SUPPLIED DATA Block Start

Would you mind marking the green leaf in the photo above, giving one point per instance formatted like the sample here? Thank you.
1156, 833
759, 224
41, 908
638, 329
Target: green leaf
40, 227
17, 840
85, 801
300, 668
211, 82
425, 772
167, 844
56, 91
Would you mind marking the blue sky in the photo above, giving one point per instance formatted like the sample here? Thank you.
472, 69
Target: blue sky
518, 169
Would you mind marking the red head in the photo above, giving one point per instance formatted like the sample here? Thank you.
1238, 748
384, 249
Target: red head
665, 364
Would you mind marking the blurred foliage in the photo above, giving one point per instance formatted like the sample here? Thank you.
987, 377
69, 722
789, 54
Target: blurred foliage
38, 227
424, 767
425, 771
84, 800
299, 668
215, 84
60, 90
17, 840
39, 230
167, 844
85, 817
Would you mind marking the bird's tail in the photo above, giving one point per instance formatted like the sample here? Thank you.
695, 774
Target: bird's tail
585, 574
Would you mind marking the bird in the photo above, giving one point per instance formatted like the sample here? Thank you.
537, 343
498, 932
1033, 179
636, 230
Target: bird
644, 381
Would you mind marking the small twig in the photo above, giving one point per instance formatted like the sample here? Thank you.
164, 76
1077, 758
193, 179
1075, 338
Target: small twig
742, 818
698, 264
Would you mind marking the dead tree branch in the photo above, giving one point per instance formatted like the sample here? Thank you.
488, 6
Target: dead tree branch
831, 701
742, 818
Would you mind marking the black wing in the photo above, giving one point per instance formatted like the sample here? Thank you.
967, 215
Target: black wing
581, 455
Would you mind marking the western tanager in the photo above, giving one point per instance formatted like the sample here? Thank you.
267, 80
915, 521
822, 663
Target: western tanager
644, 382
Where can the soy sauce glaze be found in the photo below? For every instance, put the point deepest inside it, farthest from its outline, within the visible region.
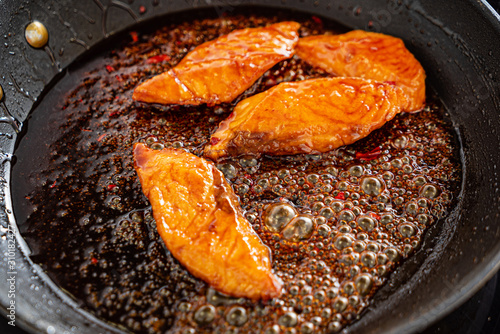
(337, 223)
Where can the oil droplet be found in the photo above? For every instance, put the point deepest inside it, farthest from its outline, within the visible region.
(205, 315)
(407, 230)
(340, 304)
(364, 284)
(237, 316)
(278, 215)
(36, 34)
(372, 186)
(342, 242)
(228, 170)
(300, 228)
(429, 191)
(366, 223)
(400, 142)
(288, 319)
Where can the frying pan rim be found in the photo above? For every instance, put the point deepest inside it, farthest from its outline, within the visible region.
(489, 270)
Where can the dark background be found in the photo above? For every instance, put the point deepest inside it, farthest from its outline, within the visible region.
(479, 315)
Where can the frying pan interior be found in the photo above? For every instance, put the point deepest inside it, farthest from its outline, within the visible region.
(458, 44)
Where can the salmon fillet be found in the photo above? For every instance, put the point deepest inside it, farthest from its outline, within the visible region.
(310, 116)
(367, 55)
(199, 219)
(220, 70)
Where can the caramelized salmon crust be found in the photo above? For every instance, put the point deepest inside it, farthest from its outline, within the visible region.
(367, 55)
(220, 70)
(310, 116)
(199, 219)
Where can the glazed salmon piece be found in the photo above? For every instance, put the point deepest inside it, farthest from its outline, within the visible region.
(199, 219)
(220, 70)
(310, 116)
(367, 55)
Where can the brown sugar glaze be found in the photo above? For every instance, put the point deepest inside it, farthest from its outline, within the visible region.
(83, 214)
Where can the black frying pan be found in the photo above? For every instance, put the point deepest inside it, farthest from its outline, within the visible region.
(458, 44)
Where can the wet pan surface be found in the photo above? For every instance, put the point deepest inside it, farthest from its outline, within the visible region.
(96, 246)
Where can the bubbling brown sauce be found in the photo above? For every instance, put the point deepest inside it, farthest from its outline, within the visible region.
(337, 223)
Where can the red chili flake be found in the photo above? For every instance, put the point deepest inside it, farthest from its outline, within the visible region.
(366, 156)
(214, 140)
(157, 59)
(317, 20)
(134, 35)
(340, 196)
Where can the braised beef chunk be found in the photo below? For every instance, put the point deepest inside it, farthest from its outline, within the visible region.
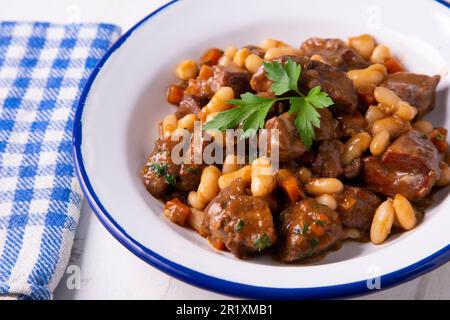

SUPPLIED DATA Block End

PROBLEM TO WORK ON: Leave every picture out, and transcribe the data above exactly as it reads.

OUTPUT OF THE TASK:
Would you mind marking the green leaf in the photo above, giving one point per instance formatted like the sample here? Thank you.
1156, 833
759, 224
41, 908
638, 329
Target: green leaf
40, 227
17, 840
85, 801
300, 668
211, 82
425, 772
167, 844
56, 91
Would you mind marking the blue sky in the photo above, giving one point per instance formatted like the sample here? Thank you.
472, 69
Target: blue sky
518, 169
Would you mind marking the red head in the photo above, giving one point per instance formatted like the sample here? Thank you.
1238, 748
384, 249
Target: red head
665, 364
Would you mind marking the blurred foliage in the photo above, giving one point per instance formatted like the sample here? Thank you.
987, 377
69, 722
789, 54
Target: blurred foliage
38, 227
424, 767
425, 771
84, 800
299, 668
215, 84
60, 90
17, 840
39, 230
167, 844
85, 817
Would you mind marking the bird's tail in the photo above, giving one point per instance formatted like the sample here? Thank you.
695, 774
Target: bird's tail
585, 574
Would you mind marking the bird in the photo above, giving one point per instance formatted like the sample here? Thank you.
537, 343
498, 932
1033, 179
636, 230
Target: bird
644, 381
Would you mind marking the small twig in the photo above, giving one point per instance formatted like the sample here? Thank you.
164, 76
1077, 758
193, 179
1075, 338
Target: small twig
742, 818
698, 264
Would you mind marking the dead tree branch in the photo above, giving one point per instance formatted like the sample here? Thank you.
488, 6
Target: dead tree branch
831, 701
742, 818
Would you mind marking the black wing in the photo above, giving one point per instance formatted like the sample here? Thank you.
967, 215
Target: black wing
581, 455
Would you mind marking the western tanager in the photo above, giving one point per instance formatted like the sample here? Thank you.
267, 80
915, 521
822, 663
Target: western tanager
644, 382
Where can the soy sauce glaze be found in the photo below? For every instance, put the point deepest inside it, farthest from its outline, within the visible region.
(337, 223)
Where can the oil droplet be found in the photo above? For every instance, put the point deepest inside it, farthest from its outline, within the visible region.
(205, 315)
(407, 230)
(340, 304)
(364, 284)
(237, 316)
(278, 215)
(36, 34)
(372, 186)
(342, 242)
(228, 170)
(300, 228)
(429, 191)
(366, 223)
(400, 142)
(288, 319)
Where can the frying pan rim be found in the photo above? For every instance, put the point deepest inside it, farthest from its outline, within the visible region.
(489, 270)
Where can the dark background be found in the photo above? For every instance, put the point deepest inside it, farthest from its outline, within the visible region.
(479, 315)
Where can the frying pan interior be found in the photo above? For every instance, put the point deepest inside it, farthest from its outline, within the visible region.
(458, 44)
Where can the salmon fillet be found in the photo above? For every instance, put the point deepest inside it, farthest from its outline, within the visible region.
(310, 116)
(367, 55)
(199, 219)
(220, 70)
Where can the caramelized salmon crust be found in the photo above? For every instance, put the point deepest inside it, farthest from its outline, within the visible region.
(367, 55)
(220, 70)
(310, 116)
(199, 219)
Where can the glazed salmon piece be found in the photo above? For every instance, put the point deepest inside it, farthest from its outline, within the visible region.
(199, 219)
(220, 70)
(310, 116)
(367, 55)
Where can the brown sugar glaze be found in the photo above? For every instance, put the point deepest inside it, farthest from its outline, within the visible region.
(83, 214)
Where can the black frying pan be found in the photo above? For every instance, put the point deepest inside it, farthest from its outline, within the visible region.
(458, 44)
Where can the wet pan surface be found in the photo above? For every instance, put the point deepest inside it, farthest from its outline, within the visible region.
(96, 246)
Where can the bubbling brown sauce be found in the photo above? For every instance, put the point deepest inside it, farthest from its outline, within the visible region.
(337, 223)
Where can the red chili flake be found in the photo above? For every instance, put the point deepest inside it, farthest from its outline, within the visible region.
(366, 156)
(214, 140)
(157, 59)
(317, 20)
(134, 35)
(340, 196)
Where can the braised beef chunk be found in the photo below? For every instance, put the point deepest inside it, farthest from its outline, within the visible region.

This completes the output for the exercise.